→ Page extract
Start

It was a cold dark day in late December and the clocks were striking thirteen.

In the name of tackling government inefficiency and the legacy of Communism, Prime Minister Viktor Orban’s constitutional reforms undid two decades of democratic progress on 1st January 2012. In the heart of Europe, the rights and norms that underpinned the politics settlement have changed beyond recognition. 

Orban’s Fedesz Party won a super-majority of seats in the 2010 elections as the result of popular frustration and a disproportionate electoral system. But they used their position to systematically remove checks and balances, install political cronies, and ensure that such a sweeping popular change could never happen again.

Hungary has a proud tradition of democratic progress and the changes did not go unmarked.

There had been relatively few protests during the two decades of democracy, and so tens of thousands of people marching through the bitter winter cold demanded attention. Orban smiled and waved his hands.

Dissidents who led the underground movement against dictatorship and who helped the country transition to democracy pleaded with the EU not to “sit back and watch as [Hungary] is being held hostage by an outdated, provincial tyrant”. Orban smiled and turned away.

Typically softly spoken Brussels bureaucrats issued sweeping denunciations and Hilary Clinton voiced grave concern. Orban smiled and carried on as before.

End

→ Given information
Start

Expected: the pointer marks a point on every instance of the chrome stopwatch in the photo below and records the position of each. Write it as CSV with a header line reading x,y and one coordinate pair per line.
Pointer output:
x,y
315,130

End

→ What to do
A. From the passage on Hungary's 2012 constitutional reforms, set down the text between "Typically softly spoken" and "on as before.", inclusive.
B. Write the next part of the piece on Orban's reforms in Hungary, starting right after its last sentence.

→ Answers given
A.
Typically softly spoken Brussels bureaucrats issued sweeping denunciations and Hilary Clinton voiced grave concern. Orban smiled and carried on as before.

B.
When Fidesz was swept to power in 2010, their campaign effectively channeled popular frustration. The economy was deep in recession and relied on IMF support to avoid bankruptcy, unemployment was soaring, and even the beleaguered euro was preferred to the forint.

The far-right ultra nationalist Jobbik party used similar campaign tactics. Their leaders railed against the EU, Roma, and Jews. Far from being shunned by the electorate, they were returned as the second largest party in Parliament and boasted one of the highest youth membership rates.

In 2010, Hungary was clearly demanding a dramatic change. However, in exchange for two years of sweeping reforms and stringent cutbacks, they have not said goodbye to hard times, merely their right to demand better. The economy is in such bad shape that last November the vehemently anti-IMF Orban was forced to go cap in hand to the very institution he derided. Not coincidently, his dramatic constitutional changes distracted attention from the stumbling pirouette.

This is the Hungary of today; constitutional manipulation, bubbling extremism, and economic crisis. However, the EU and IMF are in a strong position to promote change. In January, Orban dared the EU to act on their criticisms of the constitutional manipulation. On 6th September, this political brinkmanship was repeated with his rejection of a 15 billion euro IMF deal. But the economy is falling and popular frustration is rising.

Orban famously points to ghosts in the system – conspiracies outside, Roma within, and Communists everywhere. Rather than searching behind for the pantomime villain, Hungarians need to see the one right in front of them.

The EU and IMF are just prolonging the Orban charade by demanding cuts to pensions without making a tough stand for transparency, accountability, and the constitutional integrity of Hungary. They have the leverage to lift the curtain, but do they have the courage?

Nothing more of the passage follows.